━━━ TEXTE ━━━

Sur le portrait de Marceline Desbordes par Constant Desbordes
Pour le peintre Constant Desbordes (1761-1828), sa nièce Marceline pouvait apparaître comme un modèle idéal tout en étant facile d’accès. Comédienne vantée pour la sensibilité et la finesse de son jeu, elle avait, en effet, le sens de la pose et de la mise en scène ; elle était à même de comprendre les intentions de son oncle de par sa proximité familiale, affective et artistique avec lui. Souvent non datés, les portraits que l’oncle a peints de sa nièce constituent des tableaux « à clé » pour qui veut comprendre le travail des deux artistes au cours de la période 1810-1822.
Marceline considérait son oncle, dont elle fut très proche au point de le faire apparaître sous le nom de « Monsieur Léonard » dans son roman L’Atelier d’un peintre1, comme une figure paternelle de substitution : « Je n’ose louer comme j’en aurais envie mon oncle Desbordes que j’aime autant que mon père2 » écrit-elle par exemple. Visiteuse assidue de ses ateliers, au couvent des Capucines puis surtout rue Childebert, elle le stimulait à son tour par sa présence, lui lisant ses écrits pendant qu’il se mettait à peindre, correspondant avec lui lorsqu’elle ne pouvait se déplacer. Tous deux se conseillaient et s’influençaient mutuellement : « Dis à mon oncle que j’ai reçu l’Eloge de St. Jérôme qu’il a bien voulu m’envoyer, que cet ouvrage m’a touchée, surtout la préface qui est un modèle de simplicité et de grâce3 ». Constant reconnaissait et encourageait le talent de sa nièce : « Marceline, si j’avais eu en peinture le talent que vous avez en poésie, quel tableau je ferais de cet homme4 ! ».
Emblématique des rapports entre les deux artistes, typique du mouvement romantique, ce portrait a peut-être été exposé au Salon parisien – mais en l’état actuel de nos connaissances, il est difficile de trouver en quelle année. Il pose un problème de datation : il a peut-être été réalisé entre 1810 et 1812, période au cours de laquelle Marceline comprend qu’elle ne pourra épouser son amant, Eugène Debonne, et prend la décision de se séparer de ce dernier.
Pour appuyer cette hypothèse, l’on peut constater qu’elle ne porte pas d’alliance sur ce tableau, qui de ce fait aurait été réalisé avant son mariage avec François Prosper Lanchantin (1793-1881), dit Valmore, en 1817. Or, entre 1815 et 1817, Marceline se trouve à Bruxelles, endeuillée par la perte de son petit Marie-Eugène et il semblerait qu’elle n’ait alors que peu fréquenté son oncle ; par ailleurs, entre 1813 et 1815, Constant et Marceline sont brouillés, et, avant 1810, ils sont le plus souvent séparés géographiquement (l’un à Paris, l’autre à Rouen) ; la datation de ce portrait vers 1810-1812 semble alors probable.

━━━ DONNÉES FOURNIES ━━━

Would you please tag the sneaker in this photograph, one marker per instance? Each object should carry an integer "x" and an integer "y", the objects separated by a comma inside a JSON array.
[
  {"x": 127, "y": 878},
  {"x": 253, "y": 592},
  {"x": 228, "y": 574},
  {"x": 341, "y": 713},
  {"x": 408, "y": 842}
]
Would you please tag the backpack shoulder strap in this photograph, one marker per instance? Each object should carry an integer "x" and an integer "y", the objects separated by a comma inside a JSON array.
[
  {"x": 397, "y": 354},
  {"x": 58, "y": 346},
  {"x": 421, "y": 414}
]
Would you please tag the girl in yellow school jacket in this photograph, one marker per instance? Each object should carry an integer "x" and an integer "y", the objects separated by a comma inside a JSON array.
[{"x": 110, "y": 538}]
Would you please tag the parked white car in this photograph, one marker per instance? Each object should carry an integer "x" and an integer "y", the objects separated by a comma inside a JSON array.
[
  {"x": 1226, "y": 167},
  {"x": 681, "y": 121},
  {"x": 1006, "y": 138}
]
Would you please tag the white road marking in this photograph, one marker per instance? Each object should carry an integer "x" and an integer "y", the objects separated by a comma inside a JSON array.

━━━
━━━ DONNÉES FOURNIES ━━━

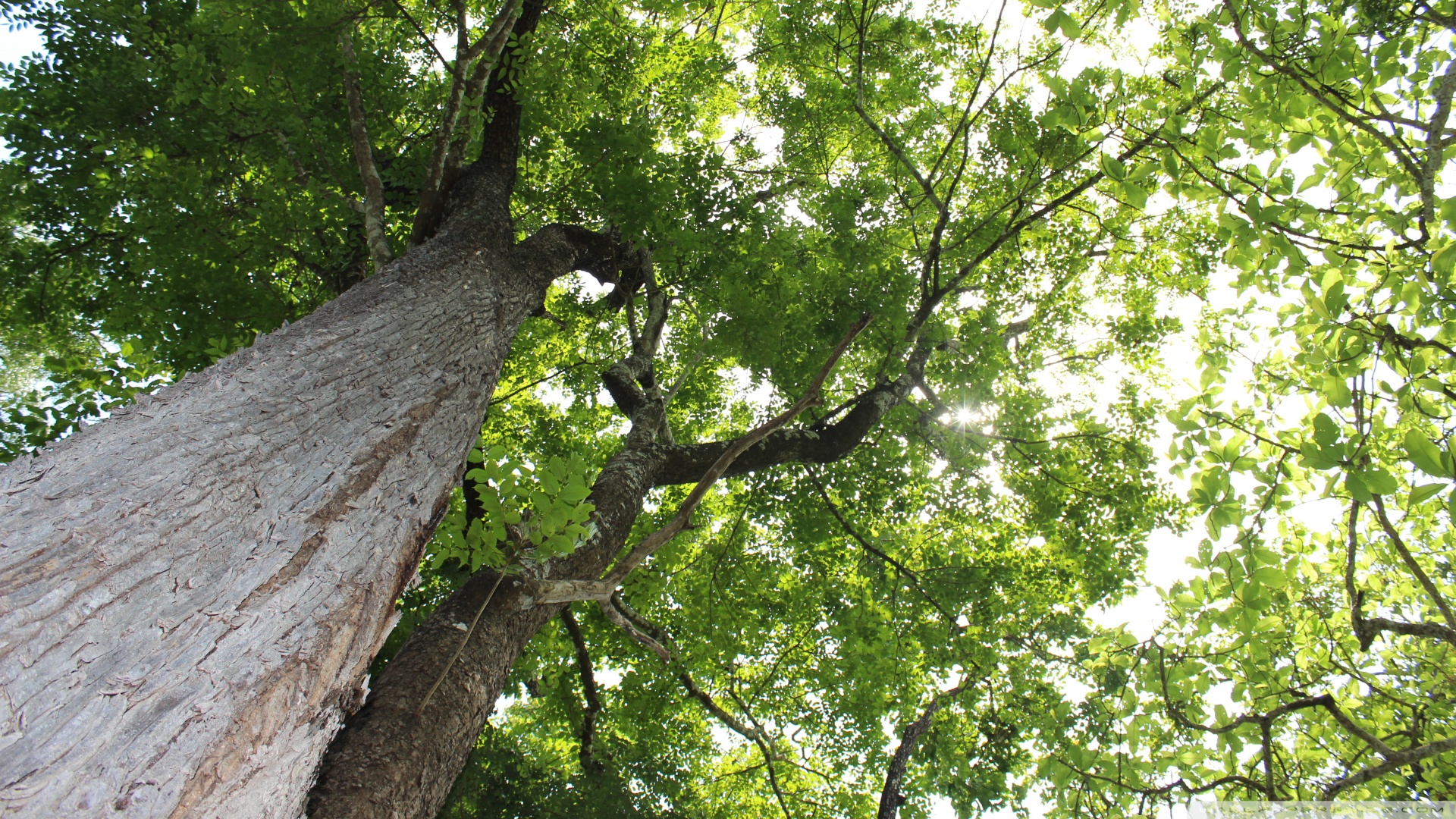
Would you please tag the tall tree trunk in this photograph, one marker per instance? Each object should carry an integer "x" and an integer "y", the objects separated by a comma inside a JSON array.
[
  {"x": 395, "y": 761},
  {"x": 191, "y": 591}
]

━━━

OBJECTIF DE LA TÂCHE: Indiquez si chacune des affirmations suivantes concorde avec le texte sur le portrait de Marceline Desbordes, en répondant par oui ou non et en citant les mots décisifs : (a) Marceline lisait ses écrits à son oncle pendant qu'il peignait ; (b) le portrait a été exposé au Salon parisien en 1817 ; (c) entre 1813 et 1815, Constant et Marceline étaient brouillés. Le matériel présenté ci-dessus n'est pas nécessaire.

RÉSULTAT ATTENDU:
(a) Oui : « lui lisant ses écrits pendant qu’il se mettait à peindre ».
(b) Non : « ce portrait a peut-être été exposé au Salon parisien – mais en l’état actuel de nos connaissances, il est difficile de trouver en quelle année ».
(c) Oui : « entre 1813 et 1815, Constant et Marceline sont brouillés ».